Named object pointing data:
[start]
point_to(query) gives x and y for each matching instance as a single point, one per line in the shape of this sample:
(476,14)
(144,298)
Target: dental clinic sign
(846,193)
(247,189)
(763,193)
[end]
WHAT THE TASK ASKS: Write out the data above line for line, with no changes.

SOLUTION TO THIS TASK:
point_to(query) gives x and y for each matching instance as a single point, one per line in the shape of this sample:
(476,14)
(144,298)
Target: dental clinic sign
(846,193)
(247,189)
(763,193)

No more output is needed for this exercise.